Shape labeling records
☆ ☆ ☆ ☆

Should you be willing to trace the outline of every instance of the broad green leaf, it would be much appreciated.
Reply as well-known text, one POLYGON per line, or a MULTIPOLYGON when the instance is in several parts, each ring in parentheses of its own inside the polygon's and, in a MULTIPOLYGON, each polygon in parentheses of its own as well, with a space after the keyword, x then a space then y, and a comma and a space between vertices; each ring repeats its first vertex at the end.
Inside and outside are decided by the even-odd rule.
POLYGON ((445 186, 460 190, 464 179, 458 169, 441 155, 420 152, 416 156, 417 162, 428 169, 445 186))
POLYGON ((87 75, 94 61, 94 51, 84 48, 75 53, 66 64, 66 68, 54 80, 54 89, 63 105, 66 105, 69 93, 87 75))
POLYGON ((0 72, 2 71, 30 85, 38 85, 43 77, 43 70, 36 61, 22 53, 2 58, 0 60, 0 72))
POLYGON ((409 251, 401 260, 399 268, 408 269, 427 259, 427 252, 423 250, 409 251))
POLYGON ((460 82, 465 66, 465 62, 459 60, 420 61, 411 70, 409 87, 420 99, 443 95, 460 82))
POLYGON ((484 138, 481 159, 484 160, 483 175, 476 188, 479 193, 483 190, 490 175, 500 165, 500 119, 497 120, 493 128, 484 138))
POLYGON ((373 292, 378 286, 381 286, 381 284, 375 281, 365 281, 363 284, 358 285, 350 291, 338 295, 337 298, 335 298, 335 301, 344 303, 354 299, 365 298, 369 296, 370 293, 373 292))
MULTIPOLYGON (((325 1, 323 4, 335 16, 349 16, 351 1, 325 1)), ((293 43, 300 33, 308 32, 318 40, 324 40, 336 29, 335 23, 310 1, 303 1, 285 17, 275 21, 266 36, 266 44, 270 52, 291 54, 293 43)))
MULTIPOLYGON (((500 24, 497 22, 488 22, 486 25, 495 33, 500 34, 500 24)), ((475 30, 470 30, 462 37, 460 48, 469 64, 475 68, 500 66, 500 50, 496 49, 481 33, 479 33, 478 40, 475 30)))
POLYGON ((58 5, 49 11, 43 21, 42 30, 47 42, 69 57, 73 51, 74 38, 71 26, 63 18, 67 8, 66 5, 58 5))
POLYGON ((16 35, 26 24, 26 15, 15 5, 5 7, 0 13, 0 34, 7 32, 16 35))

☆ ☆ ☆ ☆

- _Given exercise_: Gather every line of the material above that contains the string "MULTIPOLYGON".

- _Result below_:
Reply as well-known text, one POLYGON per line, or a MULTIPOLYGON when the instance is in several parts, each ring in parentheses of its own inside the polygon's and, in a MULTIPOLYGON, each polygon in parentheses of its own as well, with a space after the keyword, x then a space then y, and a comma and a space between vertices; each ring repeats its first vertex at the end.
MULTIPOLYGON (((325 1, 323 4, 335 16, 349 16, 351 1, 325 1)), ((293 43, 300 33, 308 32, 318 40, 324 40, 336 29, 335 23, 310 1, 303 1, 285 17, 275 21, 266 36, 266 44, 270 52, 291 54, 293 43)))
MULTIPOLYGON (((500 24, 497 22, 488 22, 486 25, 495 33, 500 34, 500 24)), ((475 30, 470 30, 462 37, 460 48, 469 64, 475 68, 500 66, 500 50, 496 49, 481 33, 479 33, 478 40, 475 30)))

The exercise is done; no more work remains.